Kutipan untuk dibaca:
Opini

Kapolri dan Makar yang Prematur

Oleh : Ferdinand Hutahaean*

OPINI, EDUNEWS.ID – Aksi Bela Islam jilid III yang direncanakan digelar tanggal 2 Desember mendatang sepertinya sangat menakutkan bagi rezim saat ini. Hingga Kapolri yang entah dengan dasar apa dan menggunakan indikator apa serta bukti apa yang dimiliki dengan mudah menuduh aksi yang diprakarsai Gerakan Pembela Fatwa (GNPF) MUI tersebut sebagai makar? Ini jelas tudingan makar yang prematur.

Pernyataan Kapolri yang menyebut aksi 2 Desember tersebut sebagai makar dan berupaya menghalangi aksi tersebut terjadi merupakan bentuk pelanggaran terhadap hak konstitusional masyarakat. Mana mungkin Kapolri Jenderal Tito Karnavian tidak mengetahui ada pasal 28 UUD 45, ada UU No 39 tahun 1999 tentang Hak Azasi Manusia, ada UU No 9 tahun 1998 tentang kemerdekaan menyampaikan pendapat dan terakhir ada konvensi universal yang sudah dirativikasi dalam UU No 12 tahun 2005 tentang hak-hak sipil. Dengan demikian sangat patut diduga bahwa Kapolri sengaja dan secara sadar menabrak UU demi kepentingan kekuasaan tertentu.

Data yang ditampilkan:
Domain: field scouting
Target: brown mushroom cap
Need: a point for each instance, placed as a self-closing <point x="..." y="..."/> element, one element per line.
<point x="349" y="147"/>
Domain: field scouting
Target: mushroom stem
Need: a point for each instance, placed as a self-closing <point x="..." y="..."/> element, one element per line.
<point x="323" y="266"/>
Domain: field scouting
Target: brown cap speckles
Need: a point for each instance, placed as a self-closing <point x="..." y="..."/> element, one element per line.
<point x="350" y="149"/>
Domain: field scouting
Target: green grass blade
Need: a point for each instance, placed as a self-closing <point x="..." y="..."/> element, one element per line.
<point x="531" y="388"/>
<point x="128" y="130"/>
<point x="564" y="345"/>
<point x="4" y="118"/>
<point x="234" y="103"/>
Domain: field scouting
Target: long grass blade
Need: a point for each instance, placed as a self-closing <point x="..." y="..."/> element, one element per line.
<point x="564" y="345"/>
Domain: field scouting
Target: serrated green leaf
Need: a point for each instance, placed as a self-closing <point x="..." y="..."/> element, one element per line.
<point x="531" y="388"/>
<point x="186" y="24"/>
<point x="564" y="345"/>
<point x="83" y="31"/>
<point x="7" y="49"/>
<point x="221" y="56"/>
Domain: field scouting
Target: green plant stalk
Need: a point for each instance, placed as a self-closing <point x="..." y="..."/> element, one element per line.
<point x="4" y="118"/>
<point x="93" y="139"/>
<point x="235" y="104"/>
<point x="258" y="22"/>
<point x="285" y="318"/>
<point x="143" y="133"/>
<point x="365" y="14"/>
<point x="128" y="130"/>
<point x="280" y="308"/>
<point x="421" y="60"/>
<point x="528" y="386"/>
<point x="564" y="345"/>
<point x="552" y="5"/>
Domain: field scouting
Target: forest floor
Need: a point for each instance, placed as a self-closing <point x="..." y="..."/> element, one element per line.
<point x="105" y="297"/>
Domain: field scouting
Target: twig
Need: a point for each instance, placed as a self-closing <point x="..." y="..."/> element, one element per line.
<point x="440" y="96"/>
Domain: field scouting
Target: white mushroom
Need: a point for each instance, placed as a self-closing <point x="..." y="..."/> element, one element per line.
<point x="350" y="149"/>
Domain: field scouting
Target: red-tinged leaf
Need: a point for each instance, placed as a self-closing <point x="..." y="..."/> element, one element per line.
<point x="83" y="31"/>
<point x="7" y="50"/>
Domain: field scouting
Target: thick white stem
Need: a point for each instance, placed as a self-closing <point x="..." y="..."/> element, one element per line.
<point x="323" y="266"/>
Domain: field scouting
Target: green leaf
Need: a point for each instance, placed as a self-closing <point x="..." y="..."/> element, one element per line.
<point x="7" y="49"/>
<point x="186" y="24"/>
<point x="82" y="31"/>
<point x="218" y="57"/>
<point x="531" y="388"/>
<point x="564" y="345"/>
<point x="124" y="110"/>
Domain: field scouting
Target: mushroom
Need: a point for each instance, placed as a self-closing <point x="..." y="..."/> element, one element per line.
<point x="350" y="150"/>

Kerjakan berikut ini:
A - Hitung jumlah baris dalam entri di atas yang memuat kata "leaf", dengan huruf besar dan kecil dianggap berbeda. Tulis angkanya saja.
B - Sambung tulisan opini tentang Kapolri dan tudingan makar terhadap aksi 2 Desember, mulai tepat setelah kalimat terakhirnya.

Jawaban per tugas:
A - 3

B -
Padahal tidaklah sulit dan tidak perlu membawa bangsa ini kedalam situasi yang semakin tidak menentu andaikan penegakan hukum dilakukan secara sama dan adil terhadap semua orang. Perbedaan perlakuan Polri terhadap para tersangka penistaan agama yang kemudian jadi terpidana sangat berbeda perlakuan terhadap tersangka Ahok. Perbedaan perlakuan inilah yang kemudian menjadi api dalam sekam dan membara serta terbakar hingga mengakibatkan situasi bangsa semakin tidak menentu. Apa susahnya melakukan penahanan terhadap Ahok? Dan penahanan itu tidak melanggar apapun dan justru saat ini sangat urgen karena kasus Ahok semakin hari semakin mengaduk-aduk bangsa ini dan terancam pecah.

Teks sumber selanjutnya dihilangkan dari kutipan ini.